Tarefas:
• 1. No excerto sobre a educação de raparigas e rapazes, substitua "diferenças" por "distinções" e apresente o trecho que vai desde "A igualdade de género, globalmente" até "igualdade de oportunidades.", inclusive.
• 2. Prossiga o excerto sobre a educação de raparigas e rapazes a partir do ponto em que termina.

Excerto selecionado:
•••
Afigura-se que em relação às raparigas, e no que toca à sua educação, haverá alguns cuidados diferentes e, por conseguinte, talvez algumas desigualdades comecem aqui. ANGERS, (2003: 85-86) refere que: "As meninas são, desde muito novas, rodeadas de uma atenção particular no que diz respeito ao vestuário, cabelo e aparência. Pensemos nos cuidados que a mãe prodigaliza à filha, nos elogios do pai à beleza da sua princesinha. (…) Destaca-se, assim, um traço fundamental na educação recebida pelas raparigas - ter orgulho no modo como se apresentam."
Por razões diferentes, quem sabe se biofísicas, os rapazes suscitam aos seus progenitores outro tipo de preocupações, no que se refere à educação. Ainda na óptica de ANGERS, (2003: 90) afirma o autor que: "Observações efectuadas junto de rapazes revelam que eles aprenderam a ter orgulho na sua imoderação. Segundo os sociólogos Baudelot e Establet 'as críticas cheias de orgulho feitas aos rapazes que chegam a casa sujos e desalinhados' têm importantes repercussões no carácter dos rapazes. Não passa pela cabeça dos pais serem tão severos com um filho que chega a casa todo esfarrapado como com uma filha que se apresenta no mesmo estado. Também a agressividade e a rudeza são permitidas nos rapazes mas muito mal vistas nas raparigas."
A igualdade de género, globalmente considerada, será um conceito que, provavelmente e por enquanto, não passará disso mesmo. Muitas e benéficas são as diferenças que separam uma mulher de um homem, logo, outras tantas serão as diferenças. Apesar disso, existem outro tipo de igualdades de género que, essas sim, é preciso cultivar, aprofundar e introduzir na socialização da pessoa humana. Na igualdade de género e que se considera muito importante, parece residir a igualdade de oportunidades.
•••
Registos de apontamento:
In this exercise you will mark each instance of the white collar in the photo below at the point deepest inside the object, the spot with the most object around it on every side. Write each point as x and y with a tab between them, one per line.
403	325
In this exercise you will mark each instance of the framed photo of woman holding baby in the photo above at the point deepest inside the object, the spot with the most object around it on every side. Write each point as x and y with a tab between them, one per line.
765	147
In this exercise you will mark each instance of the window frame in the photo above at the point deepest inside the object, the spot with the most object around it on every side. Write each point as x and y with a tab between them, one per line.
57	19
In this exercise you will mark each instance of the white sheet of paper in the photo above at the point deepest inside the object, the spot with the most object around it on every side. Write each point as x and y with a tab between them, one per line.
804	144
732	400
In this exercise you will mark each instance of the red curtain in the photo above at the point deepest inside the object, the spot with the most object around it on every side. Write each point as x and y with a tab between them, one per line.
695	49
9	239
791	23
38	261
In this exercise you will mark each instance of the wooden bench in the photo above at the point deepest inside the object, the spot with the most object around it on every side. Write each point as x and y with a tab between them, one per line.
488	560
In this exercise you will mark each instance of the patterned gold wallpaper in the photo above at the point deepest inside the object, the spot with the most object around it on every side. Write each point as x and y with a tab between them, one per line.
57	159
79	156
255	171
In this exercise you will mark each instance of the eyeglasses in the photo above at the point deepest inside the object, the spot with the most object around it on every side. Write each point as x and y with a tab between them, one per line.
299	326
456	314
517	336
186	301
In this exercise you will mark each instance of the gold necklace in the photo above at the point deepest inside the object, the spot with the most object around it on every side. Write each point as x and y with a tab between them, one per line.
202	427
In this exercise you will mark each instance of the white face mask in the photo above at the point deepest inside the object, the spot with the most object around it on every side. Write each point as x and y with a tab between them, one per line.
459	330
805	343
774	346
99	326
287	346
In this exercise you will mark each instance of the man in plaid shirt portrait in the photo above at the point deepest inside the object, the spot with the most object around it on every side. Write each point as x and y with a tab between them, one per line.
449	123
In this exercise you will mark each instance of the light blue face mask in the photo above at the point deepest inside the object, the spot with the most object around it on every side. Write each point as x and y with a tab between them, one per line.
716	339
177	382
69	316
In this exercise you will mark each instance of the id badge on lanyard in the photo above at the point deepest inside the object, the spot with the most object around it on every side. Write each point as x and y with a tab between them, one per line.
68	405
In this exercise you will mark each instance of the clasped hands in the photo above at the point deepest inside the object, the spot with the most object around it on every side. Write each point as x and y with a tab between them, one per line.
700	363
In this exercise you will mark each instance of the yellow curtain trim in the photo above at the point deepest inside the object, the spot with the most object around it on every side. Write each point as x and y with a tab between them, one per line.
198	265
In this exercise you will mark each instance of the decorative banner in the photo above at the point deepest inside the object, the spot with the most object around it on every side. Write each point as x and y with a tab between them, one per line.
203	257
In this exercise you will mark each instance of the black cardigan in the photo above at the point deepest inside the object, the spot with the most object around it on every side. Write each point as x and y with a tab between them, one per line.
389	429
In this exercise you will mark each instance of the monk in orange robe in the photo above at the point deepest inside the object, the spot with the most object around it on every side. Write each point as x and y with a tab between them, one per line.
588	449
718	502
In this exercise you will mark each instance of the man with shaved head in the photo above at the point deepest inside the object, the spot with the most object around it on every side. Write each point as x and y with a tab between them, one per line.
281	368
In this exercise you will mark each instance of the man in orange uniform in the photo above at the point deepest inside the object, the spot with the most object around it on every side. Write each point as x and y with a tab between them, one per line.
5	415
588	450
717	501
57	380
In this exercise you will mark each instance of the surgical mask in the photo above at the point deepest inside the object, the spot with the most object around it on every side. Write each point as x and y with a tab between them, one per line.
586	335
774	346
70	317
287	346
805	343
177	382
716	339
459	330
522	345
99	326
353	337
•••
Resultados das tarefas:
• 1.
A igualdade de género, globalmente considerada, será um conceito que, provavelmente e por enquanto, não passará disso mesmo. Muitas e benéficas são as distinções que separam uma mulher de um homem, logo, outras tantas serão as distinções. Apesar disso, existem outro tipo de igualdades de género que, essas sim, é preciso cultivar, aprofundar e introduzir na socialização da pessoa humana. Na igualdade de género e que se considera muito importante, parece residir a igualdade de oportunidades.

• 2.
Neste domínio parece não haver dúvidas nenhumas quanto à justiça que se deve fazer à mulher, à recuperação dos valores que lhe estão subjacentes enquanto trabalhadora, qualquer que seja a actividade, até porque, por exemplo, não haverá nenhuma prova científica que aponte para a inferioridade da mulher em contexto de trabalho, na medida em que, segundo ROMÃO, (2000:15): "A qualidade é essencialmente definida pelas empresas nos seguintes termos: flexibilidade, capacidade de fornecer serviços e produtos de qualidade; capacidade de responder com rapidez às mudanças necessárias e capacidade de ser mais competitiva. (…) A pessoa torna-se a figura chave do processo de trabalho. Isto implica que (…) se esforcem as equipas de gestão, garantindo o contributo de Homens e Mulheres apostando na riqueza que uma vasta gama de qualidades e experiências, que se complementam umas às outras, podem trazer em benefício da empresa."
Se a igualdade de género depender da realização da igualdade de oportunidades, poder-se-á afirmar que o caminho, para lá se chegar está a ser percorrido, possivelmente com algum sucesso que, de resto, é reconhecido e merecido pela sociedade, relativamente às mulheres.
Se a igualdade de género se destina à indiferenciação total entre uma mulher e um homem, parece não ser possível e nem sequer será desejável por qualquer um dos géneros. Se por igualdade de género se pretende a abolição de todo e qualquer tipo de violência contra as mulheres, então, também aqui, o caminho estará a ser percorrido, lentamente e com menos êxito.
As desigualdades de género serão vencidas, a médio e longo prazos, pela intervenção da família, da escola, da Igreja e pelas comunidades locais e nacionais, com o apoio poderoso de órgãos de comunicação social, forças políticas e seus instrumentos de poder.
Este será um desígnio nacional e mundial que estará para além e acima de outros valores materiais que tanto se apregoam. Depois de tudo o que aqui fica reflectido, uma preocupação poderá persistir: não queiram as mulheres perder o que de mais belo possuem: a feminilidade que conduz à sublime missão da maternidade, pelo amor, pela tolerância, pela cumplicidade, em troca de uma qualquer igualdade que, eventualmente, esteja na moda.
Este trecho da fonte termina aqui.